*Short task 1*.
Count how many lines in the records below contain the string "deer". Reply with the number alone.

*Text shown*.

━━━

U.S. Pat. No. 7,328,471 for “Bedding Wedge System” by Stohr, issued on Feb. 12, 2008, shows a mattress in which one end is elevated higher than the other end. Unlike the present invention, Stohr is a mattress surface, whereas the present invention is designed to fill the gap between a mattress and a headboard.

SUMMARY OF THE PRESENT INVENTION

The present invention is an enclosure containing a triangular prism-shaped core fashioned to run the length of the head of a bed, and fashioned to occupy the space commonly found to exist between a mattress and a wall or a headboard. In the preferred embodiment of the present invention, the core is constructed of a dense, malleable material similar in composition to a conventional pillow. When in use, the present invention is compressed between the bed and the wall or the headboard, forming a lateral shelf between the bed and the wall or the headboard. The shelf is more rigid than the rest of the present invention that is not the shelf. The present invention is preferably secured in place via the friction existent by the force of the mattress weight compressing the present invention slightly, as it is pressed against the wall. In one embodiment of the present invention, a set of preferably rubber lateral slats may be affixed to the present invention in order to aid the stabilizing friction.

━━━

*Short task 2*.
In the bedding invention summary, what material is the core made of in the preferred embodiment?

━━━

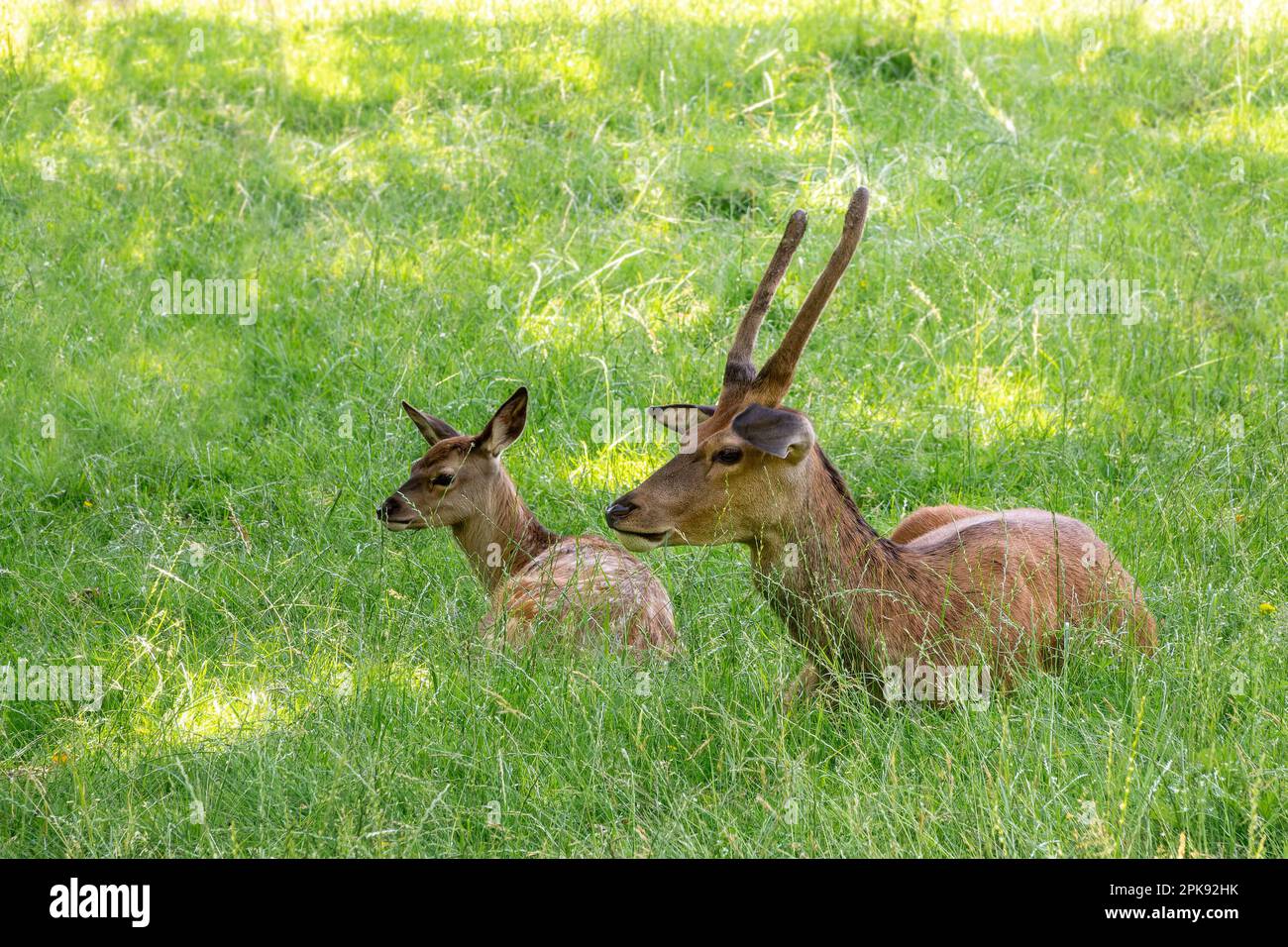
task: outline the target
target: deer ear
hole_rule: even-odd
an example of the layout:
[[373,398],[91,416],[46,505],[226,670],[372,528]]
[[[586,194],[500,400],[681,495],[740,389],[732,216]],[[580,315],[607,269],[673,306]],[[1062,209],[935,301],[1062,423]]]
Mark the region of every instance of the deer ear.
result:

━━━

*Complete output 1*.
2

*Complete output 2*.
A dense, malleable material similar in composition to a conventional pillow.